Greg Donaghy: Remembering a Scholar, Mentor, and Friend

*Please post a comment or memory at the bottom of this page if you wish to write a short message about Greg.

By Asa McKercher, Royal Military College of Canada

On 1 July 2020, Greg Donaghy died. The director of the Bill Graham Centre for Contemporary International History at the University of Toronto and the former head of the Historical Section at Global Affairs Canada, Greg was a remarkable scholar, mentor, and friend.

I first met Greg in 2009. I was a lowly MA student and assistant archivist at Library and Archives Canada, and yet he kindly invited me to attend a conference commemorating the centenary of the founding of Canada’s Department of External Affairs. He’d heard about me through my MA advisor, Galen Perras, who had been a fellow doctoral student with Greg at the University of Waterloo. Although Greg had a million things to do connected to the conference, he had a few minutes to chat with me about my work on Canada-US relations in the early 1960s. Since he’d written a book on the Lester Pearson-Lyndon Johnson years, he was naturally interested in my research on the John F. Kennedy administration’s dealings with Canada. We differed on some interpretations – I remain more sympathetic to Kennedy, a point we continued to argue about years later – but even so he suggested some sources for me to examine. What I was impressed with at the time, and since, was that Greg made time for me, a mere grad student. Furthermore, when we reconnected several years later, he remembered me and my work. And over the next few years, he went out of his way to create opportunities for me: an invitation to a conference and then to contribute to a collection that he was editing; and a discussion over a beer that morphed into a joint SSHRC-funded collaboration with Michael Stevenson examining Canada-US relations during the Eisenhower era.

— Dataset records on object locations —
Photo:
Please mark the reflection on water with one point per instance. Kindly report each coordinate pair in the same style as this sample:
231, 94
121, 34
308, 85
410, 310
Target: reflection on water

— WORK INSTRUCTIONS —
[1] Answer these questions from the tribute to Greg Donaghy:
(a) On what date did Greg Donaghy die?
(b) In what year did the author first meet Greg?
(c) At which university were Galen Perras and Greg fellow doctoral students?
[2] Copy everything in the tribute to Greg Donaghy from "Greg Donaghy: Remembering" down to "mentor, and friend.".
Rely only on the tribute to Greg Donaghy.

— ANSWERS PER TASK —
[1]
(a) 1 July 2020
(b) 2009
(c) The University of Waterloo

[2]
Greg Donaghy: Remembering a Scholar, Mentor, and Friend

*Please post a comment or memory at the bottom of this page if you wish to write a short message about Greg.

By Asa McKercher, Royal Military College of Canada

On 1 July 2020, Greg Donaghy died. The director of the Bill Graham Centre for Contemporary International History at the University of Toronto and the former head of the Historical Section at Global Affairs Canada, Greg was a remarkable scholar, mentor, and friend.